| DOCUMENT SEGMENT |
^^^^^^^^^^^^^^^^
But Comcast Sports Net president Jack Williams believes that cable's regional sports networks have the experience and local relationships to provide teams with the support they seek

The network, which is cable-exclusive in Philadelphia, faces a potential competitor in the Orioles, which plan to launch a regional sports service once the team's deal with Comcast ends in 2006.

"Every team is going to look to maximize its revenues, but we feel that when it's all said and done, [regional] sports networks can provide the best deal for the [teams]," he said.

But Orioles Television Network president and former New England Sports Network chief John Claiborne begs to differ. A team-owned network is the best way for a club to maximize cash flow, he said.

OTN, which currently produces Orioles games for broadcast television outlets, has the infrastructure already in place to take on the responsibility of launching a network — one of the keys to making a network financially viable, according to the Action Sports's Hutt.

"If you don't have that capability already, logistically you would have to go out and lease a facility and hire a production staff," said Hutt, who added that it would take nearly $20 million to get a network off the ground without an existing production facility.
^^^^^^^^^^^^^^^^
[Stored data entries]
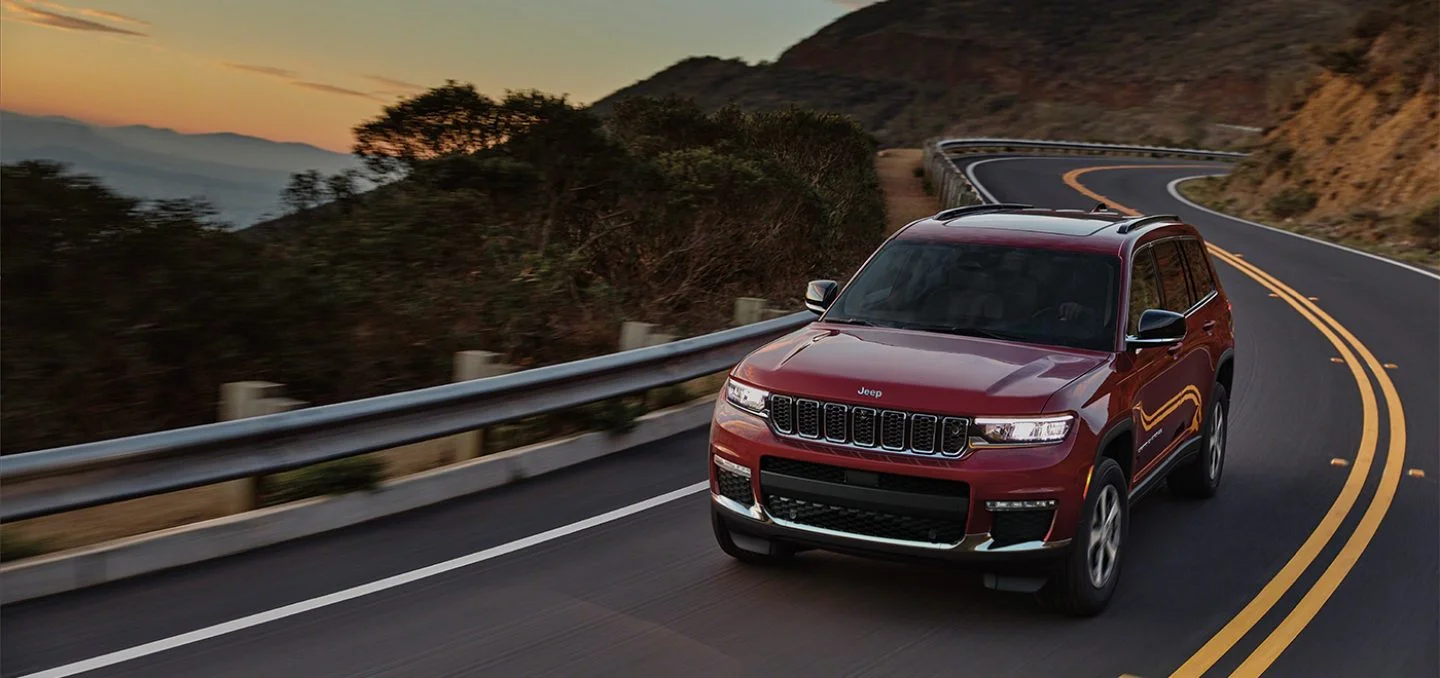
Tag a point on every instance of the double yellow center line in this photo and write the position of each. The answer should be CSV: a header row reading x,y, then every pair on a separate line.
x,y
1329,580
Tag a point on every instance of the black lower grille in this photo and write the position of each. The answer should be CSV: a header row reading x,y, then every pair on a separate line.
x,y
735,487
886,481
864,521
1013,527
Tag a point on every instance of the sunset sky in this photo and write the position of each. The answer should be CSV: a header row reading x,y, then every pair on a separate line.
x,y
311,69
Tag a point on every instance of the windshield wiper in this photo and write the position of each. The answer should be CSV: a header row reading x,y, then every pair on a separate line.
x,y
966,331
851,321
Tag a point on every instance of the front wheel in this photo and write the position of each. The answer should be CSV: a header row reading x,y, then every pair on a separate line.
x,y
1086,579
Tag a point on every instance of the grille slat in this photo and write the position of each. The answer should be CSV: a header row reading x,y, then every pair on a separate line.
x,y
863,426
922,432
837,418
892,429
782,413
807,418
954,432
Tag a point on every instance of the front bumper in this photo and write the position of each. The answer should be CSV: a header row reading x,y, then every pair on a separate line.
x,y
890,505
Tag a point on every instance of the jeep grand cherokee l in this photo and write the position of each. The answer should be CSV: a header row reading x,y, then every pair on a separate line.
x,y
995,386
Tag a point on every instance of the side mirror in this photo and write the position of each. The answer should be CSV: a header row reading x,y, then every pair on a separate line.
x,y
818,295
1158,328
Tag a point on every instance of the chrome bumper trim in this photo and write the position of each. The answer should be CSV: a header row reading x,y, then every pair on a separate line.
x,y
972,543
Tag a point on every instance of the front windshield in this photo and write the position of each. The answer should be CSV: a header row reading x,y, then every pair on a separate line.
x,y
1018,294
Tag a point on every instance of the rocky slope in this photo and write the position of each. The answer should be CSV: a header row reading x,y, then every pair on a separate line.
x,y
1131,69
1358,156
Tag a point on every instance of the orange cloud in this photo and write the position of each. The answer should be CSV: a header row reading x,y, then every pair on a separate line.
x,y
110,16
277,72
401,87
321,87
28,13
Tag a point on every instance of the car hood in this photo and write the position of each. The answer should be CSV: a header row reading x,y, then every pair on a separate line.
x,y
913,370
^^^^^^^^^^^^^^^^
| WORK REQUEST 1 |
Based on the passage on regional sports networks, decide whether each statement agrees with it: (a) the Orioles' deal with Comcast ends in 2006; (b) John Claiborne shares Jack Williams's view; (c) Hutt put the cost of launching a network without an existing production facility at nearly $10 million. Answer yes or no for each, quoting the words that decide it.
| WORK REQUEST 2 |
Carry the passage on regional sports networks forward, beginning after its last sentence.
The records were taken from a separate source.

| EXERCISE RESPONSE 1 |
(a) Yes: "once the team's deal with Comcast ends in 2006"
(b) No: "begs to differ"
(c) No: "it would take nearly $20 million to get a network off the ground without an existing production facility"

| EXERCISE RESPONSE 2 |
"In my opinion, if you're going to do this right, you need to have your own production facility, just like a Fox Sports Net would, and have the capability to do all the programming you want to do."

Given the challenges, even Hutt believes very few teams are ready to jump out on their own.

"I bet there are not five teams in America with the infrastructure to launch their own networks," Hutt said. "I don't see a lot of teams doing this."

Of course having the production infrastructure in place does not ensure affiliate deals, Hutt said. While ASCN now has a year under its belt and more than 300,000 subscribers, much like YES in New York, it has yet to reach a carriage agreement with the largest MSO in the market — AT&T Broadband, which has more than 500,000 subscribers.

Hutt said the network is in "friendly" discussions with AT&T.

"You're going to be dealing with a cable MSO that has a monopoly within your marketplace, which could provide a difficult scenario if you can't reach an agreement with them," Hutt said.

"I read stories where people call for government or the mayor to get involved, but what are they going to do? They can't force an operator to take the network — they answer to a local cable authority on those kinds of things, so you can't force them to take it," he noted.

Unforeseen problems can also short-circuit a launch. The Twins' Victory Sports is still waiting to see if there will even be baseball games to distribute next year, as the Twins are one of the teams on MLB's contraction list. Baseball hopes to eliminate some franchises in hopes of cutting costs.


Even if the Twins do play, the network is embroiled in a lawsuit with Fox Sports to determine who has rights to those games. Fox Sports last May sued the Twins and Victory's Cattoor for trying to end its long-term distribution deal with the network.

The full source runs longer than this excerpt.